■ EXERCISE INSTRUCTIONS:
- A) Decide whether each statement agrees with the basalt passage, answering yes or no and quoting the exact words of the text that settle it: (i) The Steens Basalt flows are the oldest identified eruptions of the Columbia River Basalt Group. (ii) Steens Basalt layers on the Oregon Plateau reach up to 3 kilometers thick. (iii) The Imnaha Basalt is exposed at its type locality in Imnaha, Oregon.
- B) Duplicate the section of the basalt passage from "The Steens Basalt flows" up to and including "locality: Imnaha, Oregon.".

■ PROVIDED PASSAGE:
◇ ◇ ◇ ◇ ◇
The Steens Basalt flows are the oldest identified eruptions of the Columbia River Basalt Group. They covered about 50,000 square kilometers (about 19,300 square miles) of the Oregon Plateau, with layers up to 1 kilometer (about 3,300 feet) thick. You can see many layers of Steens basalt on the side of Steens Mountain.

A magnetic field reversal happened during the Steens Basalt eruptions about 16.7 million years ago. The rocks at Steens Mountain provide some of the most detailed information about this magnetic field flip ever found in volcanic rocks.

Imnaha Basalt

The second oldest flows, the Imnaha Basalt, are exposed at the type locality: Imnaha, Oregon.
◇ ◇ ◇ ◇ ◇
■ RECORDED INFORMATION:
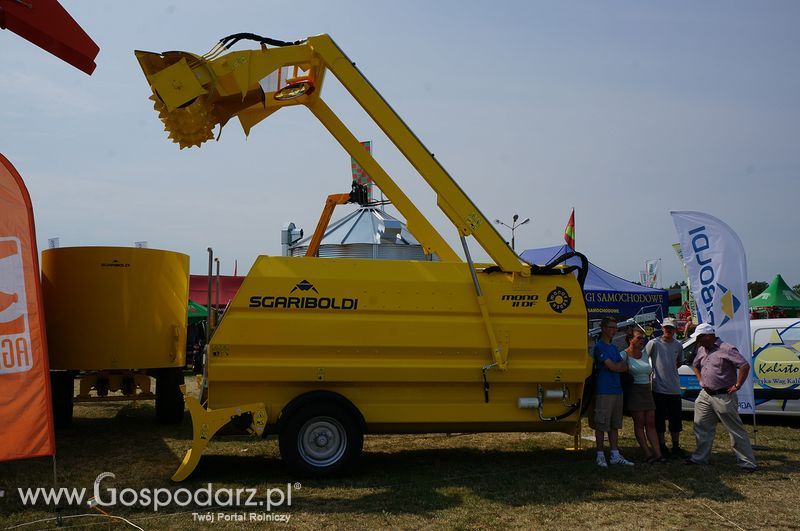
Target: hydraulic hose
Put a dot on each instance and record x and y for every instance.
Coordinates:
(230, 40)
(551, 269)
◇ ◇ ◇ ◇ ◇
■ SOLUTIONS TO EACH TASK:
- A)
(i) Yes: "The Steens Basalt flows are the oldest identified eruptions of the Columbia River Basalt Group."
(ii) No: "with layers up to 1 kilometer (about 3,300 feet) thick"
(iii) Yes: "the Imnaha Basalt, are exposed at the type locality: Imnaha, Oregon."

- B)
The Steens Basalt flows are the oldest identified eruptions of the Columbia River Basalt Group. They covered about 50,000 square kilometers (about 19,300 square miles) of the Oregon Plateau, with layers up to 1 kilometer (about 3,300 feet) thick. You can see many layers of Steens basalt on the side of Steens Mountain.

A magnetic field reversal happened during the Steens Basalt eruptions about 16.7 million years ago. The rocks at Steens Mountain provide some of the most detailed information about this magnetic field flip ever found in volcanic rocks.

Imnaha Basalt

The second oldest flows, the Imnaha Basalt, are exposed at the type locality: Imnaha, Oregon.